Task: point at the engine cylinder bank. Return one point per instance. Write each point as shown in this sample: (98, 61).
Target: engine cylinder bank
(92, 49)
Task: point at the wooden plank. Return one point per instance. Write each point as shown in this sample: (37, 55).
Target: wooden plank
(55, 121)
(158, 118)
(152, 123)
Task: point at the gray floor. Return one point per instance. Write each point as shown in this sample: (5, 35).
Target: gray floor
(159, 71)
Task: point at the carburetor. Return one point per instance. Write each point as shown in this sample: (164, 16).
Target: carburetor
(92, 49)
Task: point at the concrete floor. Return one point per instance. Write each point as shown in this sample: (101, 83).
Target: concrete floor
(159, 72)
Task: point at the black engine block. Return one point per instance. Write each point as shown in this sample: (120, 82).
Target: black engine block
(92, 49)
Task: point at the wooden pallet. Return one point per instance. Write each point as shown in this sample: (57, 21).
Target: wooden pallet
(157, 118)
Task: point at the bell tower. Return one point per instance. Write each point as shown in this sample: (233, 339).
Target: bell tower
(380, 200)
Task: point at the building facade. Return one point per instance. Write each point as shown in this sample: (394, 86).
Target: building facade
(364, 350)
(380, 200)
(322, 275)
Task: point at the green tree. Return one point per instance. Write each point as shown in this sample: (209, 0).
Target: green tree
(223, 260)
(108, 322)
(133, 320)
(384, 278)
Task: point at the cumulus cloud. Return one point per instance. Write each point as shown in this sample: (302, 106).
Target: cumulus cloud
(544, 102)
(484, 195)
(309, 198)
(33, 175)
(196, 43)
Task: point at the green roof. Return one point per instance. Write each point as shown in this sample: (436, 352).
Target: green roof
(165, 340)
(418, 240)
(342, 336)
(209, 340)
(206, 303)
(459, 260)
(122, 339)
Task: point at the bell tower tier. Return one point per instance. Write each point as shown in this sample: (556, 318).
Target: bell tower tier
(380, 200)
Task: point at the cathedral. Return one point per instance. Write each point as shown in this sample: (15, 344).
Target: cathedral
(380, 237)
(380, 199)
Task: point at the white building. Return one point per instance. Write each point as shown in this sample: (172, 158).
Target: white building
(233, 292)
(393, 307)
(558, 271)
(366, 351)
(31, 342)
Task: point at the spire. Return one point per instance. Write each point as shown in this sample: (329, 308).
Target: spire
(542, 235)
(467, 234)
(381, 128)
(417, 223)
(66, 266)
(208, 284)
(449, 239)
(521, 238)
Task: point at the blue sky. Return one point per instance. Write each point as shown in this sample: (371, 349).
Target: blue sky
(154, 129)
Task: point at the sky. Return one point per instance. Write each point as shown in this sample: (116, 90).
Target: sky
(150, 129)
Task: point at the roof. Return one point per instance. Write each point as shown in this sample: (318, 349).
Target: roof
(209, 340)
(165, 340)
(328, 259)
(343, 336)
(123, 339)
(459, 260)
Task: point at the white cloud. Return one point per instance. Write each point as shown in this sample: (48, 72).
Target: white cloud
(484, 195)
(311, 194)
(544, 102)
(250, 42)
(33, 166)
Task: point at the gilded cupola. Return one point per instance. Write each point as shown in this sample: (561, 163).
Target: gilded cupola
—————
• _YOUR INSTRUCTIONS_: Reproduce every record above, line for line, without changing a character.

• _THE RESPONSE_:
Task: point at the engine cylinder bank. Return one point per instance. Write each point as shown in this sample: (98, 61).
Target: engine cylinder bank
(92, 49)
Task: point at the wooden plank. Return one point per instance. Write each point as shown in this sample: (37, 55).
Target: wooden plank
(55, 121)
(158, 118)
(152, 123)
Task: point at the gray floor. Return one point per instance. Write each point as shown in this sample: (5, 35).
Target: gray floor
(159, 71)
Task: point at the carburetor. Return one point per instance. Write each point as shown in this sample: (164, 16).
Target: carburetor
(92, 49)
Task: point at the concrete floor. Return one point per instance. Write each point as shown in this sample: (101, 83).
Target: concrete floor
(159, 72)
Task: point at the black engine block. Return one point per instance. Write each point as shown in this sample: (120, 82).
Target: black engine block
(92, 49)
Task: point at the wooden pallet. Return one point per instance. Write each point as shown in this sample: (57, 21).
Target: wooden pallet
(157, 118)
Task: point at the bell tower. Return one point per instance. Write each point as shown in this sample: (233, 339).
Target: bell tower
(380, 200)
Task: point at the building facade. Return one point per instance. Write each point as shown in this sample: (394, 86).
Target: building facade
(364, 350)
(380, 200)
(322, 275)
Task: point at the green tree. Return one point per instance. Write each point as shown in this sample: (209, 0).
Target: green tree
(223, 260)
(108, 322)
(133, 320)
(384, 278)
Task: point at the cumulus cloud. Return one point per instance. Write each point as shown in this sample: (302, 106).
Target: cumulus cloud
(544, 102)
(484, 195)
(309, 198)
(33, 175)
(196, 43)
Task: point at the green roof. Return one point per instance. Write each point as shown in this sample: (436, 352).
Target: green roof
(165, 340)
(418, 240)
(342, 336)
(209, 340)
(206, 303)
(459, 260)
(122, 339)
Task: point at the bell tower tier. Return one point per instance. Write each point as shown in this sample: (556, 318).
Target: bell tower tier
(380, 200)
Task: point at the cathedral. Return one point per instance. Write each point as shown in this sample: (15, 344).
Target: cathedral
(380, 237)
(380, 199)
Task: point at the white building. Return one point per instance. Write each point as shown in this sample: (172, 158).
Target: white building
(233, 292)
(393, 307)
(558, 271)
(366, 351)
(31, 342)
Task: point at the spire. Return one point per instance. Write each point as shown in this sample: (329, 308).
Target: spire
(542, 235)
(467, 234)
(381, 128)
(417, 223)
(66, 266)
(208, 284)
(449, 239)
(521, 238)
Task: point at the blue sky. Return one point per instance. Write each point as shown in this sample: (371, 349).
Target: blue sky
(154, 129)
Task: point at the sky. Return one point per instance. Write each point as shown in this sample: (116, 90).
Target: sky
(150, 129)
Task: point at the roof. Return one point per instance. Write each point as shown in this sample: (318, 349).
Target: roof
(209, 340)
(165, 340)
(328, 259)
(343, 336)
(123, 339)
(459, 260)
Task: point at the white cloud. Return one point per instance. Write each point as shown in this sample: (48, 72).
Target: white cloud
(484, 195)
(311, 194)
(544, 102)
(250, 42)
(33, 166)
Task: point at the gilded cupola. Return one point per instance. Write each point as shown in this sample: (561, 163).
Target: gilded cupola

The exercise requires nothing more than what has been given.